(Stored items from a collection)

------------------------------

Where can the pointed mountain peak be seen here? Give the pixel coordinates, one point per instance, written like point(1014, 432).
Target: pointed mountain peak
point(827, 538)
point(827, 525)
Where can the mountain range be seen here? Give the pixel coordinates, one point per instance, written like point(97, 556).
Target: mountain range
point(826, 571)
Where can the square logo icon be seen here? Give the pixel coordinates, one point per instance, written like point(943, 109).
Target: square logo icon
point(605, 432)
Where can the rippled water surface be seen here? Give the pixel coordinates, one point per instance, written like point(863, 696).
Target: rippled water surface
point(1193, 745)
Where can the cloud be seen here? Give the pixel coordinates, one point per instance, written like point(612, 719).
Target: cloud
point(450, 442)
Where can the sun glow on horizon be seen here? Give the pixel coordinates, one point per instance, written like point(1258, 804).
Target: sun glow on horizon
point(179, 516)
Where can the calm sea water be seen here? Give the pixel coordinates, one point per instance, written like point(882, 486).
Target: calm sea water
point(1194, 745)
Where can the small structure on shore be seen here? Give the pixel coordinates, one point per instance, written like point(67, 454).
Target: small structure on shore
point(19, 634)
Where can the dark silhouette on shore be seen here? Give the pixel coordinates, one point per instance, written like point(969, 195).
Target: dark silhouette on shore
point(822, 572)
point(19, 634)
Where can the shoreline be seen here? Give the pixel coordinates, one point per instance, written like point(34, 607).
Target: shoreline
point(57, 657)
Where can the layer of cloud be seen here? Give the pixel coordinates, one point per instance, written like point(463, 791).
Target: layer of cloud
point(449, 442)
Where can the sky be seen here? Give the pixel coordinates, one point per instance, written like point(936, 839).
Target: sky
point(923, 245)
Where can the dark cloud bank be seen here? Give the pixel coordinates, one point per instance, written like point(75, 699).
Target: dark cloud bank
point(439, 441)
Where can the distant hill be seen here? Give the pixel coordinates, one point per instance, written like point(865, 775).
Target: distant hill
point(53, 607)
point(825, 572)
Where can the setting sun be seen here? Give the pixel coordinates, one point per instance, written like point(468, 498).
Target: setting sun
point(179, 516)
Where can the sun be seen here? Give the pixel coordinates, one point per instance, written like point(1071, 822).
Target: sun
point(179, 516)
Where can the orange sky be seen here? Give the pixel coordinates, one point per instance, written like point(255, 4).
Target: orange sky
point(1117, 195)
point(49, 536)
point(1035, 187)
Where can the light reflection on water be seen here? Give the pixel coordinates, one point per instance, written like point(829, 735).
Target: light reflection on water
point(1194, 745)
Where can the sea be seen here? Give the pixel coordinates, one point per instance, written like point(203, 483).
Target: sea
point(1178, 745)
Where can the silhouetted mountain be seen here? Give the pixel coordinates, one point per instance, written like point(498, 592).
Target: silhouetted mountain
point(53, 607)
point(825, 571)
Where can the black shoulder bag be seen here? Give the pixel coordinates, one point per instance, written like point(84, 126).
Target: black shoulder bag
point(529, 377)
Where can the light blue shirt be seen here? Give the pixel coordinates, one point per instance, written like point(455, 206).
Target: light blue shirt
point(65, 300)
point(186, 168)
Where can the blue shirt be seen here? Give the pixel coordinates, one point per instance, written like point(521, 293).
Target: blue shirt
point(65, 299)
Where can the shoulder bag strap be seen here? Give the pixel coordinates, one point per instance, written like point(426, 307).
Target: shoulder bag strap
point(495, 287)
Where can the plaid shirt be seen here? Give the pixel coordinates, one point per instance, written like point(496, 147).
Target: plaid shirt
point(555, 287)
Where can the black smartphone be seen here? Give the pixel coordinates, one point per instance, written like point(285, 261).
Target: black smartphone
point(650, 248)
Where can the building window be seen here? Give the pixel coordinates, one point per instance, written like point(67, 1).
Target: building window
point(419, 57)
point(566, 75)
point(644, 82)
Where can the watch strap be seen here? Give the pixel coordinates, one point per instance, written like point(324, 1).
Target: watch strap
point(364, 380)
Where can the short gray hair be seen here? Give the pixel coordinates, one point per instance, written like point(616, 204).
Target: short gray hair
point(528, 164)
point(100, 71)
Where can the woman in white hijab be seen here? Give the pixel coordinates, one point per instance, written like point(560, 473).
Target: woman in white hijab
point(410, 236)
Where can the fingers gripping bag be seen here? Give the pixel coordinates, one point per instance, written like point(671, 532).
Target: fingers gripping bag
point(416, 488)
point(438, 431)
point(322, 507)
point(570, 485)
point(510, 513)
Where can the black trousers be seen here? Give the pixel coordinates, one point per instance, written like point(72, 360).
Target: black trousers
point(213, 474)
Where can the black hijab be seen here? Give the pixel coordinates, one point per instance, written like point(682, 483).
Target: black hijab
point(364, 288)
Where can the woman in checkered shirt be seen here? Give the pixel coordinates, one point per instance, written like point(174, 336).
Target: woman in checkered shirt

------------------------------

* **Your instructions**
Copy every line of the material above without any change.

* **Task solution**
Where can the pointed mountain peak be seen here? Give the pixel coordinates, one point per instance, written like point(1014, 432).
Target: pointed mountain peak
point(827, 538)
point(827, 525)
Where can the mountain range be seen here? Give the pixel coordinates, one point per instance, written like point(97, 556).
Target: mountain range
point(826, 571)
Where can the square logo icon be seen here? Give the pixel coordinates, one point per instance, written like point(943, 109).
Target: square logo icon
point(605, 432)
Where can the rippled water surface be seen here? Give the pixel coordinates, one point per instance, written like point(863, 696).
Target: rippled water surface
point(1193, 745)
Where can the cloud be seen here? Give the pixel coordinates, one point per instance, written like point(612, 719).
Target: cloud
point(450, 442)
Where can the sun glow on horizon be seen here? Give the pixel coordinates, one point per instance, written like point(1258, 804).
Target: sun glow on horizon
point(179, 516)
Where can the calm sea water be seen here? Give the pixel coordinates, one point per instance, written like point(882, 486).
Target: calm sea water
point(1194, 745)
Where can the small structure on shore be seen here? Give the pixel coordinates, one point per instance, written like point(67, 454).
Target: small structure on shore
point(19, 634)
Where can the dark silhouette on shore be seen here? Give the pixel coordinates, one point per instance, written like point(969, 195).
Target: dark silhouette on shore
point(822, 572)
point(19, 634)
Where can the shoreline be seen here? Give the pixel coordinates, one point per instance, written like point(34, 607).
Target: shoreline
point(57, 657)
Where can the layer of cloud be seen here? Give the pixel coordinates, one point per instance, written like point(463, 791).
Target: layer of cloud
point(449, 442)
Where can the sky be seen here? Give the pixel coordinates, one point per instance, written like point(936, 839).
Target: sky
point(923, 245)
Where can the dark cloud bank be seen here? Give the pixel coordinates, one point per instance, written like point(75, 699).
Target: dark cloud bank
point(439, 441)
Where can the distant hill be seen here? Give the pixel coordinates, one point per instance, written like point(865, 775).
Target: distant hill
point(53, 607)
point(825, 572)
Where can the setting sun be seen here? Give the pixel coordinates, one point per instance, written like point(468, 498).
Target: setting sun
point(179, 516)
Where can the sun be seen here? Give the pixel coordinates, one point per instance, written like point(1071, 822).
Target: sun
point(179, 516)
Where can the orange sky be seen here? Give the pixel coordinates, one point per instance, written like point(255, 4).
Target: orange sky
point(1117, 195)
point(49, 536)
point(1035, 187)
Where can the light reflection on water be seen here? Give the pixel coordinates, one point per instance, written like point(829, 735).
Target: light reflection on water
point(1194, 745)
Where can the sea be seen here? Give the pixel coordinates, one point per instance, written like point(203, 483).
Target: sea
point(1178, 745)
Where can the silhouetted mountain be seen here? Give the pixel coordinates, one point per instance, written like point(498, 592).
Target: silhouetted mountain
point(53, 607)
point(825, 571)
Where can the black shoulder bag be seen here? Give the pixel coordinates, one point per instance, written like point(84, 126).
Target: black shoulder bag
point(529, 377)
Where can the light blue shirt be seen here? Give the pixel coordinates, one point per instance, written like point(455, 206).
Target: light blue shirt
point(65, 300)
point(186, 168)
Where can the blue shirt be seen here? Give the pixel coordinates, one point per instance, written like point(521, 293).
Target: blue shirt
point(65, 299)
Where can the shoulder bag strap be seen here? Give the pixel coordinates, one point per instance, written like point(426, 307).
Target: shoulder bag strap
point(495, 287)
Where can the plaid shirt be seen here? Give the pixel coordinates, one point per instance, written like point(496, 147).
Target: plaid shirt
point(555, 287)
Where can the black smartphone be seen here? Give the pixel coordinates, one point per instance, written like point(285, 261).
Target: black smartphone
point(650, 248)
Where can the building window be seen here? Give the pixel coordinates, one point per instance, written like point(67, 1).
Target: building window
point(419, 57)
point(566, 75)
point(644, 82)
Where can the watch strap be seen here? Give the pixel coordinates, one point per instance, written like point(324, 1).
Target: watch strap
point(364, 380)
Where can the short gray hair be seen here? Give the pixel coordinates, one point per instance, written like point(616, 204).
Target: short gray hair
point(528, 164)
point(100, 71)
Where can the woman in white hijab be seen here? Give the pixel coordinates, one point per instance, written like point(560, 473).
Target: woman in white hijab
point(410, 236)
Where can the fingers gripping bag be seen here? Give the pixel coordinates, one point per instance, written like point(671, 532).
Target: fingers gripping bag
point(416, 488)
point(438, 431)
point(322, 507)
point(570, 485)
point(510, 513)
Where can the black trousers be seen here? Give the pixel coordinates, one point per instance, written like point(72, 360).
Target: black trousers
point(213, 474)
Where can the black hijab be seen here? Give the pixel coordinates, one point per instance, written like point(682, 483).
Target: black hijab
point(364, 288)
Where can the woman in checkered shirt be seen here? Give the pixel coordinates, one point per instance, written like point(174, 336).
Target: woman in checkered shirt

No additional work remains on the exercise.